# SET PROBLEM
Starting with the line that has "Objective — for every instance of the orange" in it, repeat every line through the last one, word for word, and give nothing more.

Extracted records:
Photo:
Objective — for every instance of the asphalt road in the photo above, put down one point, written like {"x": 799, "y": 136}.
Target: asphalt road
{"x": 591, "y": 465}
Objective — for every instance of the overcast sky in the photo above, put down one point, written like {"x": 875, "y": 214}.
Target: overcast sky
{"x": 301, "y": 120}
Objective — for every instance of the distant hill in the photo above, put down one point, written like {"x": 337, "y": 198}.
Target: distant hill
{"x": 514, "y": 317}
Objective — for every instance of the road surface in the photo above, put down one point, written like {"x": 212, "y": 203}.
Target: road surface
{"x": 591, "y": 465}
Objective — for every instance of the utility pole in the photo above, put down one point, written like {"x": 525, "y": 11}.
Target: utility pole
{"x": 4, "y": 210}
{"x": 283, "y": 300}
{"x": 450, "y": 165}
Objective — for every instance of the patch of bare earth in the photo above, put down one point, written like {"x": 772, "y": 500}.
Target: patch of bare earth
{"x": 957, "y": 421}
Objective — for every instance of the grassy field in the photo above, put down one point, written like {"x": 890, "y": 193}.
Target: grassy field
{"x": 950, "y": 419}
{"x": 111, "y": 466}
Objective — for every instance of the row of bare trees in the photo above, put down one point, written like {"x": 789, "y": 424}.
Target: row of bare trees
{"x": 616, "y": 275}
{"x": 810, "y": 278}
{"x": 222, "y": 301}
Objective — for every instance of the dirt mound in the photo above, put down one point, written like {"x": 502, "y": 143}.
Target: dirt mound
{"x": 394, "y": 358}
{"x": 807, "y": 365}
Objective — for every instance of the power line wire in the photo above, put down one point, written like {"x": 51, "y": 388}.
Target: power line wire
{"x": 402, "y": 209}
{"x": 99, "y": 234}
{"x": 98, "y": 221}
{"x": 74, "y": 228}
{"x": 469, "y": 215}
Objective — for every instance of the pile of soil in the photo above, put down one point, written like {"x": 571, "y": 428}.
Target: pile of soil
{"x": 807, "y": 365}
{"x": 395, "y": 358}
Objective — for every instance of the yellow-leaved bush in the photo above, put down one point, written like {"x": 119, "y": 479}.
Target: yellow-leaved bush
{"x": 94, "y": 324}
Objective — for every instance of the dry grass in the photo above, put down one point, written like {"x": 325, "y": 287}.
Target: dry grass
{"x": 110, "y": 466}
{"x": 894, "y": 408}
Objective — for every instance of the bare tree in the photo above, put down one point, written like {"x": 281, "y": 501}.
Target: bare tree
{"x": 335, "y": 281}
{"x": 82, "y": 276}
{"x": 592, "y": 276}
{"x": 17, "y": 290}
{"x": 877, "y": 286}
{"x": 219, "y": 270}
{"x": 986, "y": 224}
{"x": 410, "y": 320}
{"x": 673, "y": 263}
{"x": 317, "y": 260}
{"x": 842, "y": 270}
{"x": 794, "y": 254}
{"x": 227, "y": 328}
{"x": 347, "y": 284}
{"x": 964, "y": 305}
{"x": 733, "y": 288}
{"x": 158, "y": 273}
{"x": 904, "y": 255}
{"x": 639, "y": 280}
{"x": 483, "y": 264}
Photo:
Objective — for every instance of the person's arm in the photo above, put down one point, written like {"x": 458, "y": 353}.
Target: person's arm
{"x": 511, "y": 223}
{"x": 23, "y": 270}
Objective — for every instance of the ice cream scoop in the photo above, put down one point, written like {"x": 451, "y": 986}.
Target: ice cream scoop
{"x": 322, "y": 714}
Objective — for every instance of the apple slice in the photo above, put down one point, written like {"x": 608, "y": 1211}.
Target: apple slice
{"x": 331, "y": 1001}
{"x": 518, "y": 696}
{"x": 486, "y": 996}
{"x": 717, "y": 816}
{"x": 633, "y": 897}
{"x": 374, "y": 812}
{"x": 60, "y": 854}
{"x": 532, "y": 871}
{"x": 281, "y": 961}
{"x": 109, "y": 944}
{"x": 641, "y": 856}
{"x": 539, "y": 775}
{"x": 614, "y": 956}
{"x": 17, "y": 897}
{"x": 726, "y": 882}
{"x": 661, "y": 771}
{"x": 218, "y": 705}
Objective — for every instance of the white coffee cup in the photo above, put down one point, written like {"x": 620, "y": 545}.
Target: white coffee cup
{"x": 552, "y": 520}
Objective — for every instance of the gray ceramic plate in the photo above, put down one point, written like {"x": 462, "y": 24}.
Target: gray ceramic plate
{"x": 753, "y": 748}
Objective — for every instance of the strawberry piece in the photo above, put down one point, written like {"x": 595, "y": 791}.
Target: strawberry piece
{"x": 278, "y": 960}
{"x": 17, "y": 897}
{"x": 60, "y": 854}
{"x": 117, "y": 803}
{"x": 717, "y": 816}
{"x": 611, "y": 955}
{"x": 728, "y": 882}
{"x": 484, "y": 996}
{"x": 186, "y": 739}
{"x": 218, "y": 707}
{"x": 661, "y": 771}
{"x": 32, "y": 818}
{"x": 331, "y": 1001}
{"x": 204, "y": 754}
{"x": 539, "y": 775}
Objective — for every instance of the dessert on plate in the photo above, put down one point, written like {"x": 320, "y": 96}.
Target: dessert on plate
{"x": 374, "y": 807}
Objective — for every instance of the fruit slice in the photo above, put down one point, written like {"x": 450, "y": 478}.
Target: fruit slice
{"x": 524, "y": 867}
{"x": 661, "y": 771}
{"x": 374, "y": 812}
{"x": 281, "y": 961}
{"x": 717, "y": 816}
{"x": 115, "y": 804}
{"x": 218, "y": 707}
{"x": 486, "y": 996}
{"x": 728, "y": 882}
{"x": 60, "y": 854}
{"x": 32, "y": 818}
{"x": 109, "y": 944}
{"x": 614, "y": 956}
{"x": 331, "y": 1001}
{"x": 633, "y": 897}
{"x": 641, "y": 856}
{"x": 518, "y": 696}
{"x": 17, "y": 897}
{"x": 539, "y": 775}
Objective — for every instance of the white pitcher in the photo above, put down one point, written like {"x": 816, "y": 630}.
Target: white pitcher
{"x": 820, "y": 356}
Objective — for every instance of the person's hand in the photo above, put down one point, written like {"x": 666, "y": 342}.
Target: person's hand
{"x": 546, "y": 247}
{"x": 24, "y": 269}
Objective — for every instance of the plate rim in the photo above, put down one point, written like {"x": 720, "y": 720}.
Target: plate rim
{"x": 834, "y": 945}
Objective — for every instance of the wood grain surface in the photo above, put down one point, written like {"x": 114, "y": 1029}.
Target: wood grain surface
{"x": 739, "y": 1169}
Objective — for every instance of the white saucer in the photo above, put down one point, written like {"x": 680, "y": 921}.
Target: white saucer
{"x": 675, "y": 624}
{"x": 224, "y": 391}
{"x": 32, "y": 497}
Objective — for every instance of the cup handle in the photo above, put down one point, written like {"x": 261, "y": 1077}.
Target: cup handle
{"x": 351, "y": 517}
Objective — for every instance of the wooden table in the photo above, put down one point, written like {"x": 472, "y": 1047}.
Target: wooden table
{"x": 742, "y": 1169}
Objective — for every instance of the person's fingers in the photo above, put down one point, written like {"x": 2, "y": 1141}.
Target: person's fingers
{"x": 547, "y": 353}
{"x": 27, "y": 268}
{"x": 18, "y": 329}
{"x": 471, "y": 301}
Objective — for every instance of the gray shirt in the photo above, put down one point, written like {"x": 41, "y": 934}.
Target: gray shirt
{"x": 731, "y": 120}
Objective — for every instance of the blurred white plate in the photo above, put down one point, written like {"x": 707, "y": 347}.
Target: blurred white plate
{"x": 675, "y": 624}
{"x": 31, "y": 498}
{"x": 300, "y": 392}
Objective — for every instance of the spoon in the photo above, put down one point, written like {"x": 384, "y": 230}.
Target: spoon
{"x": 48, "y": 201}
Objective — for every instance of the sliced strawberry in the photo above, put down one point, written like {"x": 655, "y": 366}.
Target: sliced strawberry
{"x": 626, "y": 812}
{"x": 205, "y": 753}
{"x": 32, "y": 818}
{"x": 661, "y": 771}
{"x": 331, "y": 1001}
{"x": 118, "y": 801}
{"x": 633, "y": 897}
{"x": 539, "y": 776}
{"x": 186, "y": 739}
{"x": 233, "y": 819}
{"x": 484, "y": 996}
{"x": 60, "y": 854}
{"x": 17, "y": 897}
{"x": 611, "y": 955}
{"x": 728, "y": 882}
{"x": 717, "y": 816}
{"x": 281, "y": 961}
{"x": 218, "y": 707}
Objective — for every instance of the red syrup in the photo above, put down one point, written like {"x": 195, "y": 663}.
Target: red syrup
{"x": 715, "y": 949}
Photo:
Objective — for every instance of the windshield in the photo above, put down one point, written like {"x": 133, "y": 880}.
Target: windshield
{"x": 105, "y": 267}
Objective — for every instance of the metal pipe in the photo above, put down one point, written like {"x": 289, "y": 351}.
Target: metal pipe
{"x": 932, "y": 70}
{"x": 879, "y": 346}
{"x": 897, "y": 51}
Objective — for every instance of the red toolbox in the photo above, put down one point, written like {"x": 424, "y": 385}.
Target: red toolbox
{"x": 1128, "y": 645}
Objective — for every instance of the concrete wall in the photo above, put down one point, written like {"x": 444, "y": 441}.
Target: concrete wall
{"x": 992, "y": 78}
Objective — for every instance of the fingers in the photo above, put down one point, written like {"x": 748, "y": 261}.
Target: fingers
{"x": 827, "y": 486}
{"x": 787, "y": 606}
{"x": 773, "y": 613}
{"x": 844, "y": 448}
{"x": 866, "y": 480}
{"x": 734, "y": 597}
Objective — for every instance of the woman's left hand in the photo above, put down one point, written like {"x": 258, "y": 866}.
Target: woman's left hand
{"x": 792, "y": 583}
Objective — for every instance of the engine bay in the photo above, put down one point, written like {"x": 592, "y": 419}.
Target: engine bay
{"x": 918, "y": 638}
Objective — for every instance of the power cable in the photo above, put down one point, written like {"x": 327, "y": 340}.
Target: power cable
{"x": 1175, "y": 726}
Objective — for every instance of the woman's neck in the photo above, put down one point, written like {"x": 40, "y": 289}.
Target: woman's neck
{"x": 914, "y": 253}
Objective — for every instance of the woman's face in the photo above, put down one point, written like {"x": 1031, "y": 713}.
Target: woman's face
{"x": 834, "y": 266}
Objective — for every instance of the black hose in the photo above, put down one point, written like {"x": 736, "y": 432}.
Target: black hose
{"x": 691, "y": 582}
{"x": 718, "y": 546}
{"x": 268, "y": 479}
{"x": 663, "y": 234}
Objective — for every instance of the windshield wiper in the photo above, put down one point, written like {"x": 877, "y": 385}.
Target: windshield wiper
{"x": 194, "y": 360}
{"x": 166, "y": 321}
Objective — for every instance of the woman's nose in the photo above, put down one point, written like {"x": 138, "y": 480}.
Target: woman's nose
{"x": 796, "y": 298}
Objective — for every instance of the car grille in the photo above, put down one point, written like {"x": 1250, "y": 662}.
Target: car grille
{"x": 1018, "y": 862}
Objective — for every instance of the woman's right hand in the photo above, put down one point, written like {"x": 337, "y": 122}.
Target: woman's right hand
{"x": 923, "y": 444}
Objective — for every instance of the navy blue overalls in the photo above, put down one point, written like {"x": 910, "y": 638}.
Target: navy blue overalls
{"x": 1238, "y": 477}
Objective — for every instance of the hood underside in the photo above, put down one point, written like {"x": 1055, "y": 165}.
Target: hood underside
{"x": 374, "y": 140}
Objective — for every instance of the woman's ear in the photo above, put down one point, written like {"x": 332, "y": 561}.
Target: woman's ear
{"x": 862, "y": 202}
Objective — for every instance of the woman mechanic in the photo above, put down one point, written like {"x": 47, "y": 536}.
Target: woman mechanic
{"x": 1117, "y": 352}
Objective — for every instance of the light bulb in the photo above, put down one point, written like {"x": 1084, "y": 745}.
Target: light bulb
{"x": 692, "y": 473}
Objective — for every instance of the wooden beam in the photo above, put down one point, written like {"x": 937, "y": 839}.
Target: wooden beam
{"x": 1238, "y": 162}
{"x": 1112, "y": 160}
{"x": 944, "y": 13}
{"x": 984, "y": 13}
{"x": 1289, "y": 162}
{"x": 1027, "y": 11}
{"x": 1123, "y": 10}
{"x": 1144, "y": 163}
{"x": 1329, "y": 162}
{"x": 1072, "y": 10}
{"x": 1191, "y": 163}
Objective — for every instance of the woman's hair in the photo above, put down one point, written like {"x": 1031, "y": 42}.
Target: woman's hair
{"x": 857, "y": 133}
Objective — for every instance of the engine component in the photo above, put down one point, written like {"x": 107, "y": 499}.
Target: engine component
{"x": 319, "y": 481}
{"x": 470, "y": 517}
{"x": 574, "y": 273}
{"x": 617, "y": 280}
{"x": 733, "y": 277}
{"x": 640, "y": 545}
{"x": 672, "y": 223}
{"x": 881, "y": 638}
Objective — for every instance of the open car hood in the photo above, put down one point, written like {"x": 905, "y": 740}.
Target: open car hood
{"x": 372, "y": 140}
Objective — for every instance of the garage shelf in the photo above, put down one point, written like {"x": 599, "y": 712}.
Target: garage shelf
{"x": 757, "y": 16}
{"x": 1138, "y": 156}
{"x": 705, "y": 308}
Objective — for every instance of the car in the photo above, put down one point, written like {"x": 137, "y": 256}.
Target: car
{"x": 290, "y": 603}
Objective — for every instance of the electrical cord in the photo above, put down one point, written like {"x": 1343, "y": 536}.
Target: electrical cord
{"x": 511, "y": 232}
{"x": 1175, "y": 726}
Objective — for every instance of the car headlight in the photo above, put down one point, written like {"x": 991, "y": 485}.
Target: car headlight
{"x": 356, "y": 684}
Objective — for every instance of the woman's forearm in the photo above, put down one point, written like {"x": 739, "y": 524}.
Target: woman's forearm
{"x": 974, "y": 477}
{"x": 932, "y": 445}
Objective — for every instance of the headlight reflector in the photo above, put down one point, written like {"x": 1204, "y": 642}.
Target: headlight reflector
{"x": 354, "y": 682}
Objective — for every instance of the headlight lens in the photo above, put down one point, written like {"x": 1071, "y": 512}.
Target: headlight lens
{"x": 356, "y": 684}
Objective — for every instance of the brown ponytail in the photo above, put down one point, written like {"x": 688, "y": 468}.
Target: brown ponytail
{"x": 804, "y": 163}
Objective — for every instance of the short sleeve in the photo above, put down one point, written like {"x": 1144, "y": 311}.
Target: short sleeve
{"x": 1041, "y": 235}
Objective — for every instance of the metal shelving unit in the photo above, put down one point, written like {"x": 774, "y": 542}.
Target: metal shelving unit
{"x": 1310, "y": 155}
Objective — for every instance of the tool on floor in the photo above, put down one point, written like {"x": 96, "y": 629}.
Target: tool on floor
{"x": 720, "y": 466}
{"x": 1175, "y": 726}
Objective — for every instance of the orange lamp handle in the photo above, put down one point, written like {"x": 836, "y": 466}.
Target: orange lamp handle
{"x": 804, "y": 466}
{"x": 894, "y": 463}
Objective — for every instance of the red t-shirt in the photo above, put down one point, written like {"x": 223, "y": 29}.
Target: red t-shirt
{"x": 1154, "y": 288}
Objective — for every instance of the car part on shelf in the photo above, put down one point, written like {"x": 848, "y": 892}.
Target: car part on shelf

# THE COMPLETED TASK
Objective — for every instance of the orange lamp handle in the photo above, put down one point, written like {"x": 836, "y": 466}.
Target: orange lamp handle
{"x": 804, "y": 466}
{"x": 894, "y": 463}
Objective — for every instance of the red t-shirt in the photo above, put down one point, written like {"x": 223, "y": 29}.
Target: red t-shirt
{"x": 1154, "y": 288}
Objective — for every instance of the car part on shelf in the photo above, put down one point, written like {"x": 848, "y": 892}.
Target: car part on shelf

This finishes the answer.